ACTIVITY: Find the lines below that include the word "over" and state how many there are, adding nothing.

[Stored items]
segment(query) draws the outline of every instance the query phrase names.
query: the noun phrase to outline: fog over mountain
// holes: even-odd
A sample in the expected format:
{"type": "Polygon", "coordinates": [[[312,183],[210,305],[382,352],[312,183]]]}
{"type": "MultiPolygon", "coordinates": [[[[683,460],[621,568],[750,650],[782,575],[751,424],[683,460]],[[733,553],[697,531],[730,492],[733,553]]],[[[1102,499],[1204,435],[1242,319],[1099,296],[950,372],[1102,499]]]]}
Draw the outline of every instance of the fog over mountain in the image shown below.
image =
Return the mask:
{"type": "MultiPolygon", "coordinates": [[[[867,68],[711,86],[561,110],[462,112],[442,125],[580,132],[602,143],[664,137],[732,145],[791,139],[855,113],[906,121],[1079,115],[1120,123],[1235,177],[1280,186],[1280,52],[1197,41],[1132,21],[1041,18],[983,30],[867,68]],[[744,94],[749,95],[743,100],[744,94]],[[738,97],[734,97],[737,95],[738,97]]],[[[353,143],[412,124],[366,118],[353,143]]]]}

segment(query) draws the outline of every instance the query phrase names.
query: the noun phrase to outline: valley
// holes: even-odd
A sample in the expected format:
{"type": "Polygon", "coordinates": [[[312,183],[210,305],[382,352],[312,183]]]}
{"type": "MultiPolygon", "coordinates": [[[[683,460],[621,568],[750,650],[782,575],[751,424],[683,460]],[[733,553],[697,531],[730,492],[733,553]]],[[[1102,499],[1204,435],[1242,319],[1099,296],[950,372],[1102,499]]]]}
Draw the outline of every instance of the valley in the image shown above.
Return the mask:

RESULT OF THE EXERCISE: 2